While I am away in New York City for a couple of weeks, a fantastic group of elderbloggers and elderblog readers agreed to fill in for me. Today it is Claire Jean who writes: I am 67 now and both my husband and I were born and continue to live in the Northeast. I work full time; my husband has been retired for several years. I enjoy reading (mostly non-fiction), poetry, swimming, trips to New York City, meeting friends for lunch, reading Ronni’s blog each day, time with my two grandchildren and, recently, watching women’s college basketball.

Let Me Grow Lovely
Let Me Grow lovely, growing old -
So many fine things do;
Laces, and ivory, and gold,
And silks need not be new;

And there is healing in old trees,
Old streets a glamour hold;
Why may not I, as well as these,
Grow lovely, growing old?

- Karle Wilson Baker, The Best Loved Poems of the American People (1939)

Older people, as far back as I can remember, afforded me a sense of well being. To this day, I’m able to find comfort by mirroring images of those gentle faces in my mind while remembering their names as well as the many kindnesses they so generously bestowed upon me while growing up.

Now that I am probably older than some ever lived to be, I wonder - could they ever have imagined how valuable they were then and continue to be even more so now these many years later.

The stereotypical rubbish attributed to aging is not only untrue and cruel but can be quite damaging. Unfortunately, when older people are told that they become invisible, lose their usefulness, health, etc., it can jeopardize a sense of who they really are and might still become.

How can it be any different when television commercials, magazine articles and the like assure us regularly that they have found new and improved ways to help us look and feel younger. The message they send is clear. Growing older is a bad thing.

When someone I haven’t seen for some time remarks that I haven’t changed in twenty years, I’m tempted to reply, “You mean I looked sixty-seven when I was only forty-seven?” The discomfort regarding old age is at such a level it compels some to pretend that aging itself doesn’t exist; hence the foolhardy comments.

Unwelcome age-related remarks at my workplace in a department where the median age is fortyish have not gone unnoticed. However, they have become much less frequent and not nearly as troubling. Hopefully, my colleagues realize by now that I don’t intend to leave the workplace because of age. After all, we older people have had plenty of time to learn and know that no matter what we do, we’ll never please everyone so we must do what’s best for us and our families.

##########

> [TASK TO CARRY OUT]:
Copy out the passage of the post on growing older from "While I am away" to "women’s college basketball.", word for word. The lines after this post on growing older aren't needed for anything here.

> [ITEMS]:
##########

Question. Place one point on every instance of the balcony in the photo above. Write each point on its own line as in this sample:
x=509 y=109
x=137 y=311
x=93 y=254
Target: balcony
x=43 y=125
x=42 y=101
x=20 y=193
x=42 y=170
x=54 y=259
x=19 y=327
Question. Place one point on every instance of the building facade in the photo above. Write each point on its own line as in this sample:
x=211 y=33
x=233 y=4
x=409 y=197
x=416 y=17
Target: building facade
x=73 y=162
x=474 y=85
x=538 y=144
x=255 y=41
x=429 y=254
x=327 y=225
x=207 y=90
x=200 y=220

##########

> [RESULT]:
While I am away in New York City for a couple of weeks, a fantastic group of elderbloggers and elderblog readers agreed to fill in for me. Today it is Claire Jean who writes: I am 67 now and both my husband and I were born and continue to live in the Northeast. I work full time; my husband has been retired for several years. I enjoy reading (mostly non-fiction), poetry, swimming, trips to New York City, meeting friends for lunch, reading Ronni’s blog each day, time with my two grandchildren and, recently, watching women’s college basketball.